Stored entries:
/---

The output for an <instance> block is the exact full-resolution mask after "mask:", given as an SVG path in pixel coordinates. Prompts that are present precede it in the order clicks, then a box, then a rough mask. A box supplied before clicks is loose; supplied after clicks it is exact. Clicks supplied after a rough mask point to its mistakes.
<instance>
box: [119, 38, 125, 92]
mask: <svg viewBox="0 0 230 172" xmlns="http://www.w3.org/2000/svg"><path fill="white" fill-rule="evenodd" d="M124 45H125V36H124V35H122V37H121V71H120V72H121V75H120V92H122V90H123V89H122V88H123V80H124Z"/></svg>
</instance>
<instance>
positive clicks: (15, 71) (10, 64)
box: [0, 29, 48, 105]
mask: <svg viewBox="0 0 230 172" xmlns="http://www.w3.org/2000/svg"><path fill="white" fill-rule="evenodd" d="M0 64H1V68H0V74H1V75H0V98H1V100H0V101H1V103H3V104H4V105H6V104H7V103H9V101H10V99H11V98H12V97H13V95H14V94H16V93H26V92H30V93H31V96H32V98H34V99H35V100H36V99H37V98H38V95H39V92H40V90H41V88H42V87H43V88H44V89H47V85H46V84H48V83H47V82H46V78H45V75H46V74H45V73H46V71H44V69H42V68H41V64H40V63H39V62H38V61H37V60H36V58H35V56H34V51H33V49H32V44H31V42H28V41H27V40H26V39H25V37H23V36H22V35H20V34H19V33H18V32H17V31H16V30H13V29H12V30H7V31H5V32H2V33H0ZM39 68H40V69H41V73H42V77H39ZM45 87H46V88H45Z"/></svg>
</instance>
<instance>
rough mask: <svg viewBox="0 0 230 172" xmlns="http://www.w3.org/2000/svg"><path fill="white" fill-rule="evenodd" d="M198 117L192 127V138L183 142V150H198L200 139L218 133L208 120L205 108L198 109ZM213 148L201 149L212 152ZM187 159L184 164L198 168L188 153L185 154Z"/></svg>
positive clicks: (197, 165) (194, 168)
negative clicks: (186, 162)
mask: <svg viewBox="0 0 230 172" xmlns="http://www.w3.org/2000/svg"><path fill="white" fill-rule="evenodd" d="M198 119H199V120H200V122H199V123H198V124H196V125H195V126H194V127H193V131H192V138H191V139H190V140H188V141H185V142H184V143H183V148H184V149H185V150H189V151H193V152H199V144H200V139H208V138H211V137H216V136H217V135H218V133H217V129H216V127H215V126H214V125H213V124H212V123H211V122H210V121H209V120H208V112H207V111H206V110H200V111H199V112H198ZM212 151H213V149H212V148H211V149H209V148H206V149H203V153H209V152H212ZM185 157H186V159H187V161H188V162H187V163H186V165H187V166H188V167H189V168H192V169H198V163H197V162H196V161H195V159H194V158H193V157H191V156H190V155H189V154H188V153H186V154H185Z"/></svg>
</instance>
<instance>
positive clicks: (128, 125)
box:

\---
/---

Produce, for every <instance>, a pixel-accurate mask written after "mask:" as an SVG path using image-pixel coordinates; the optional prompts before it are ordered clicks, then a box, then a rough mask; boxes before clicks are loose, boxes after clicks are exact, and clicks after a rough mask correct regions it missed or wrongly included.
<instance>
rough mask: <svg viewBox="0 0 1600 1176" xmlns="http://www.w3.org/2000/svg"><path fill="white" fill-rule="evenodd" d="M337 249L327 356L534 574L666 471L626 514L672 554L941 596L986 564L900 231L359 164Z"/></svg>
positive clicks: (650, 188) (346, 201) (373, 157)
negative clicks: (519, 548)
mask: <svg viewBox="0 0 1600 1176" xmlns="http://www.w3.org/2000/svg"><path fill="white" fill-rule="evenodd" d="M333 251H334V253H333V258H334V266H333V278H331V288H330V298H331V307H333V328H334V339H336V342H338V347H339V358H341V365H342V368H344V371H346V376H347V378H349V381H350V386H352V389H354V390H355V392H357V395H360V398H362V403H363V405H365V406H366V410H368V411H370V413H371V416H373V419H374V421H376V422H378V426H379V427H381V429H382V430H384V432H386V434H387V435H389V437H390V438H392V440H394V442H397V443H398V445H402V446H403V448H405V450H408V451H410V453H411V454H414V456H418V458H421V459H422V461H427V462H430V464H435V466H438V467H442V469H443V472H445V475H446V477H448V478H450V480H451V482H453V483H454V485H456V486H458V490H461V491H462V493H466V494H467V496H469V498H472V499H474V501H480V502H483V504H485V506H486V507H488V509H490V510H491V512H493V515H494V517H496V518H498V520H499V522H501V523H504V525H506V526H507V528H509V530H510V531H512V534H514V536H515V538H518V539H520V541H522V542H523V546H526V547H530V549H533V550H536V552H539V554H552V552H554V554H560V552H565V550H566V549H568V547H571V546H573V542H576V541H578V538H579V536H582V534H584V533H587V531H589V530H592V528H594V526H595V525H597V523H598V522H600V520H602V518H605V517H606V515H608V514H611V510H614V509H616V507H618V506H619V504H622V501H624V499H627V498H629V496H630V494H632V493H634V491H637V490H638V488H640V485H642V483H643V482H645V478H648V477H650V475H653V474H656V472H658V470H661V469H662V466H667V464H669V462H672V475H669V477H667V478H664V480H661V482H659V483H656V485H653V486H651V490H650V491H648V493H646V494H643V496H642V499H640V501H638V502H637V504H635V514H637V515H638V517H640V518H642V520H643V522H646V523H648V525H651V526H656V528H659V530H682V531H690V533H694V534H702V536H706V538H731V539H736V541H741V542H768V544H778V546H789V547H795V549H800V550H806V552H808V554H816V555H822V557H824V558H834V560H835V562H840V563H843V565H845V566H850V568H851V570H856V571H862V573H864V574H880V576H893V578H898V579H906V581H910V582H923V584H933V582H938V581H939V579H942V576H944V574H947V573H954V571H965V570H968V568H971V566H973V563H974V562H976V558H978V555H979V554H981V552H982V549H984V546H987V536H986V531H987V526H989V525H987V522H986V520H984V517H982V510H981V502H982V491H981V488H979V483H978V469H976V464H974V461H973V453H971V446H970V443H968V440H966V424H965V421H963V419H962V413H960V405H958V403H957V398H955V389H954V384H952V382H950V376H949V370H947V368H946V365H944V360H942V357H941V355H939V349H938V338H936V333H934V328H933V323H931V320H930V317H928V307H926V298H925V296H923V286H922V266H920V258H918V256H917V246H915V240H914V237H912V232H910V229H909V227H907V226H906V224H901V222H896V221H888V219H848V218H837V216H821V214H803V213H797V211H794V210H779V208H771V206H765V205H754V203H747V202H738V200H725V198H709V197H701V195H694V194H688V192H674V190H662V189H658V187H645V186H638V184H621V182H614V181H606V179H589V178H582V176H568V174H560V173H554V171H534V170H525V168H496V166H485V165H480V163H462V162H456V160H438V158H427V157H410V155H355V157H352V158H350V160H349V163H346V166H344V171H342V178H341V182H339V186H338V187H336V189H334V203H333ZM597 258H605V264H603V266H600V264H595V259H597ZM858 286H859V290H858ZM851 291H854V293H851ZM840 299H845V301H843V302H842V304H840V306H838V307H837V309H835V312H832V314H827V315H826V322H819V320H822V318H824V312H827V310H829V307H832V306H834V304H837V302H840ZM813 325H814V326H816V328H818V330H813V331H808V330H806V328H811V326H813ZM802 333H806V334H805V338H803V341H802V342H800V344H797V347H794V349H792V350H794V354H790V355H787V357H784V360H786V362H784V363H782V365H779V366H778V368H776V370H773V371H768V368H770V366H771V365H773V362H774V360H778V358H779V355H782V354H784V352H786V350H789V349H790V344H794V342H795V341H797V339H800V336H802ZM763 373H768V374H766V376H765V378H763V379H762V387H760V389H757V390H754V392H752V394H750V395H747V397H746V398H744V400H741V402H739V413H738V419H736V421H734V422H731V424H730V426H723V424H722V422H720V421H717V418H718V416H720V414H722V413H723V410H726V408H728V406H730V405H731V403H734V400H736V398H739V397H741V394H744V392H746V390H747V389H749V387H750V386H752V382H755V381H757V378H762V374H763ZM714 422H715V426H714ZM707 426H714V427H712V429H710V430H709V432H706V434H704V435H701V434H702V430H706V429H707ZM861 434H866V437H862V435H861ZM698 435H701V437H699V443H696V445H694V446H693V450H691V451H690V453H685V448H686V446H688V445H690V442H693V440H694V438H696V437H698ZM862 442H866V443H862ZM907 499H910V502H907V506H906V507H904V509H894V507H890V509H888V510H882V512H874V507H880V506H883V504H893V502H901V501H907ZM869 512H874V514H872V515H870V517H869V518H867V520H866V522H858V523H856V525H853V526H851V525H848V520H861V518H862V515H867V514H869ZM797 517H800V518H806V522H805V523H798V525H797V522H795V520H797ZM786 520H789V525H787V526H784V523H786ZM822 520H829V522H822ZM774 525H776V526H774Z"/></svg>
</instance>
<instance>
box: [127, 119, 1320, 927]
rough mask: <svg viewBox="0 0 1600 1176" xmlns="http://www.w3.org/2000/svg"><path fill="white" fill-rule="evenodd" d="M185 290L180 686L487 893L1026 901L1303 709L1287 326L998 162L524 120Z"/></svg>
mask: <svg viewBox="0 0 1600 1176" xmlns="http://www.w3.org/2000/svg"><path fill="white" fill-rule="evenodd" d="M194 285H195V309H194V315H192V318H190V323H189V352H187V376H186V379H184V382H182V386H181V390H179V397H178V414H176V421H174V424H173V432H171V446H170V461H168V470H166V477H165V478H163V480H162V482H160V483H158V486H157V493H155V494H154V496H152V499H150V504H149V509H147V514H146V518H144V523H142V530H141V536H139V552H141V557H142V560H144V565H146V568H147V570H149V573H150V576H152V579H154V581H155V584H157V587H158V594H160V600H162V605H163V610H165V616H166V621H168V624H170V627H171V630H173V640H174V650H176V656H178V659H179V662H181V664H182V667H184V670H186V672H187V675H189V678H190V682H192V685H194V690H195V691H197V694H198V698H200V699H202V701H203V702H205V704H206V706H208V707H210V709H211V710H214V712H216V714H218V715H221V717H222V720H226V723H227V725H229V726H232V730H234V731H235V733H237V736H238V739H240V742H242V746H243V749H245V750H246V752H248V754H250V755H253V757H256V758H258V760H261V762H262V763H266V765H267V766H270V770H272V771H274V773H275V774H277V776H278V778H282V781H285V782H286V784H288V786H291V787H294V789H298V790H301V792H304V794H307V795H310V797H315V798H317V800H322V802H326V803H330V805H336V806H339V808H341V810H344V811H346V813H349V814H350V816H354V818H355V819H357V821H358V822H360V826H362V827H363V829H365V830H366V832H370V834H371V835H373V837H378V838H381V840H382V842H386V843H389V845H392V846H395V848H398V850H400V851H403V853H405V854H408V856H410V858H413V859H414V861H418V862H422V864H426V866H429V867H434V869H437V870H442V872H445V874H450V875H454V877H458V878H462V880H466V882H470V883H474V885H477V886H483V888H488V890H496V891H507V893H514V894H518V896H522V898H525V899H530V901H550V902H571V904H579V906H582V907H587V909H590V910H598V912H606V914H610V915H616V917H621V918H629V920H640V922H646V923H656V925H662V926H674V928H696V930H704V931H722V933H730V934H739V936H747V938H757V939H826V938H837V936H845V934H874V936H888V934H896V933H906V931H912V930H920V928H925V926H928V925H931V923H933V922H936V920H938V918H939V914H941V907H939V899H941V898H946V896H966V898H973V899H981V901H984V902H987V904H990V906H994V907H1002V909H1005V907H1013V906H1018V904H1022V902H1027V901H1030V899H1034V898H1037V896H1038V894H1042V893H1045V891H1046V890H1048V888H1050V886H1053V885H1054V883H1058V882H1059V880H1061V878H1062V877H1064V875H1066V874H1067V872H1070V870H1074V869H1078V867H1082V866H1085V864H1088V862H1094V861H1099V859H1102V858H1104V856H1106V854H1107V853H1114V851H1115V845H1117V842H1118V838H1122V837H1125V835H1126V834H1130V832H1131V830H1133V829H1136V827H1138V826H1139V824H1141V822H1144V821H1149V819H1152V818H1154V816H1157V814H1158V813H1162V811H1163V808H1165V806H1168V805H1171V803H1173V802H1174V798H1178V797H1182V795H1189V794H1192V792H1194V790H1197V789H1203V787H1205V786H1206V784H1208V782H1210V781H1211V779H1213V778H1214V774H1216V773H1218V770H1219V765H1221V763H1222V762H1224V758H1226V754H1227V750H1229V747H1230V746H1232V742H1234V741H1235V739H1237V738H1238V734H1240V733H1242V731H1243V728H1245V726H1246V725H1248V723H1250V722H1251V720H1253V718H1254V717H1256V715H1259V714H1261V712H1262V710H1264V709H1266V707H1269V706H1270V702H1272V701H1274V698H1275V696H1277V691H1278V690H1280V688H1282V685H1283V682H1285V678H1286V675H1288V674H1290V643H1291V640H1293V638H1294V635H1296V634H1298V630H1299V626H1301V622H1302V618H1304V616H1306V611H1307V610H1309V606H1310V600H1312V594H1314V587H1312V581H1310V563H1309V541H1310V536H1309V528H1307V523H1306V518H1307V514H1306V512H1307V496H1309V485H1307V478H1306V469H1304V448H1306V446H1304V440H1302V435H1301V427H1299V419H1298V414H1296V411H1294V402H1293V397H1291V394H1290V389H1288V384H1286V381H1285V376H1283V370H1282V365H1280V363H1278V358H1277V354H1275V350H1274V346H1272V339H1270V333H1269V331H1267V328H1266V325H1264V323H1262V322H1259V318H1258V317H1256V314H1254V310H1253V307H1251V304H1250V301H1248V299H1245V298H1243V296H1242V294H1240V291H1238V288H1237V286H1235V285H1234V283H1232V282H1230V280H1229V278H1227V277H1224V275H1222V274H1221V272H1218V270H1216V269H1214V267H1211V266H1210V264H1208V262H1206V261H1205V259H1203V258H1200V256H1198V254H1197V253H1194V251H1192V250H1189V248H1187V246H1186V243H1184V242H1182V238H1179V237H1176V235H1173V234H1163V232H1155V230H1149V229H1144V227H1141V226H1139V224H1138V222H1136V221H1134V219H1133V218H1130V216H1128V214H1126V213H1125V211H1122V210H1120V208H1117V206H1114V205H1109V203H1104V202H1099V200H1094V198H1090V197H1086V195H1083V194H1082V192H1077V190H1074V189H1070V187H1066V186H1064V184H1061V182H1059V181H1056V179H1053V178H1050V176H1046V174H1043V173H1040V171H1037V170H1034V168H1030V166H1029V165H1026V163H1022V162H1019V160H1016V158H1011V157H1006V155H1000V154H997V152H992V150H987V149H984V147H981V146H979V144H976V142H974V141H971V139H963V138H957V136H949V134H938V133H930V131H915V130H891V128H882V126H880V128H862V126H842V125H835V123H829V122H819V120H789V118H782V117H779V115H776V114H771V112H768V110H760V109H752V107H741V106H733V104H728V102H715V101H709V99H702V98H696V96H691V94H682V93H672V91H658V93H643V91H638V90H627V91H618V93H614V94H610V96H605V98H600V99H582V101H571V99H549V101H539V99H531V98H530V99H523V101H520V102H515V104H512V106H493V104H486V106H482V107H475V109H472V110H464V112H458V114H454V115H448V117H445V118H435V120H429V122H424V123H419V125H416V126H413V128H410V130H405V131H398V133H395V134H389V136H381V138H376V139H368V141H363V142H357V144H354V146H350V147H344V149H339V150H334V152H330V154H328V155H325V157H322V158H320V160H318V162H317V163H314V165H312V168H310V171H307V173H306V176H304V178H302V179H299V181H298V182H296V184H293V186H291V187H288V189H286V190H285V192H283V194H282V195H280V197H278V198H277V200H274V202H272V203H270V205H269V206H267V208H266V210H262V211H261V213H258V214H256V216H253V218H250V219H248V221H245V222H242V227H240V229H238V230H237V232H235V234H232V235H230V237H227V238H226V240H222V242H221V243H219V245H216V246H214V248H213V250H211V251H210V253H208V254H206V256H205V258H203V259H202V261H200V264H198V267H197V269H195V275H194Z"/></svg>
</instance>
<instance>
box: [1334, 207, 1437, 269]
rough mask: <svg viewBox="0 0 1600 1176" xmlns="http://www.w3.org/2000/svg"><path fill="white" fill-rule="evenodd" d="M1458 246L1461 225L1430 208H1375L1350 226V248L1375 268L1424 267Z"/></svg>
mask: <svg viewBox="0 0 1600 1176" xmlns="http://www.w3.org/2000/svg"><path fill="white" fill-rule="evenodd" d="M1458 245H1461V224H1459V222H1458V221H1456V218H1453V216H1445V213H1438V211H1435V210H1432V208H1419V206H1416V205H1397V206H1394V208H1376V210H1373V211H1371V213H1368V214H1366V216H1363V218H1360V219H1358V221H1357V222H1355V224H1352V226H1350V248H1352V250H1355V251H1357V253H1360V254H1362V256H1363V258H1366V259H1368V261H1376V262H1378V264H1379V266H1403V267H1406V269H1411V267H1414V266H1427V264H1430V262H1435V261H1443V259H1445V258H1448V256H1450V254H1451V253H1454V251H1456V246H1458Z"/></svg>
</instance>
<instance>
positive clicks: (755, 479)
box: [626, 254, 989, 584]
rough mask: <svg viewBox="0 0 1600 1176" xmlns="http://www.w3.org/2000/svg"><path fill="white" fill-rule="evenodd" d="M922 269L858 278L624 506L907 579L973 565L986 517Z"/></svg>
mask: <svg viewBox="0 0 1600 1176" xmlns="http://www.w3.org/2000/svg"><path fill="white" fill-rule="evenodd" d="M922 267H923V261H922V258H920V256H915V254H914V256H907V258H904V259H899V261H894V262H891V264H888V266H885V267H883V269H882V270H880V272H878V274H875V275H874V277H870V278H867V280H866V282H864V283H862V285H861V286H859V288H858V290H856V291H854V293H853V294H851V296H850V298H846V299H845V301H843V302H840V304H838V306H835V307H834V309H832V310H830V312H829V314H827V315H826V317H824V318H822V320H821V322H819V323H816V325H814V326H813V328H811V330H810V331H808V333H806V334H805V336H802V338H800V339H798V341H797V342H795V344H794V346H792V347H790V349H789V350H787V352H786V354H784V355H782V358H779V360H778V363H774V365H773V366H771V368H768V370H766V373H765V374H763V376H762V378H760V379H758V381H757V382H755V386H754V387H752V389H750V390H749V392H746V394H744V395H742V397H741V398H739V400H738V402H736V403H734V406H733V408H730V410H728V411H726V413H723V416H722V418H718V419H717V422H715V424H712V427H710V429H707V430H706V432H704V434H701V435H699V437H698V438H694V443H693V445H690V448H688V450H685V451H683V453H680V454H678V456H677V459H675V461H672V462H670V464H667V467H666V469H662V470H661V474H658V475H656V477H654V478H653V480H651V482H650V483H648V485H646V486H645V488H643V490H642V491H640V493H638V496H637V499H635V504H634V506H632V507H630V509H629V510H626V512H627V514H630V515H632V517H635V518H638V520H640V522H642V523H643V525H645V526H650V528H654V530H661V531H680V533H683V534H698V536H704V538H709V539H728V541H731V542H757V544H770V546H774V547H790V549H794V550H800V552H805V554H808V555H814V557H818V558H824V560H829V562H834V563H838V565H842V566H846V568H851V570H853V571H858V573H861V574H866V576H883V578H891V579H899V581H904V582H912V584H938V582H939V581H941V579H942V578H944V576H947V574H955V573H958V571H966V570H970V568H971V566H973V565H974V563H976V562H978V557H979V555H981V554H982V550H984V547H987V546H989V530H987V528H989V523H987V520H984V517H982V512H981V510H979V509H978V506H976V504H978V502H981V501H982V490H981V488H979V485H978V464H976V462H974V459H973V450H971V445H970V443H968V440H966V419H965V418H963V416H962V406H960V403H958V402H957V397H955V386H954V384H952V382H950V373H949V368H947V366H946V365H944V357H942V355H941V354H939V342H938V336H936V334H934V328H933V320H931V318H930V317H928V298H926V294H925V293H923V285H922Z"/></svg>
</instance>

\---

Which lines of the data contain the string "pixel"? Copy each one.

The output for an <instance> block is the exact full-resolution mask after "mask:", given as an SVG path in pixel coordinates. Prompts that are present precede it in the order clicks, then a box, then a rough mask. A box supplied before clicks is loose; supplied after clicks it is exact. Clicks supplied after a rough mask point to its mistakes.
Produce, for every <instance>, a pixel-accurate mask written after "mask:" as an SVG path using image-pixel coordinates; the optional prompts before it are ordered clicks, then a box, then a rough mask; boxes before clicks are loose, boxes after clicks are exact, and clicks after a rough mask correct regions it missed or wrongly included.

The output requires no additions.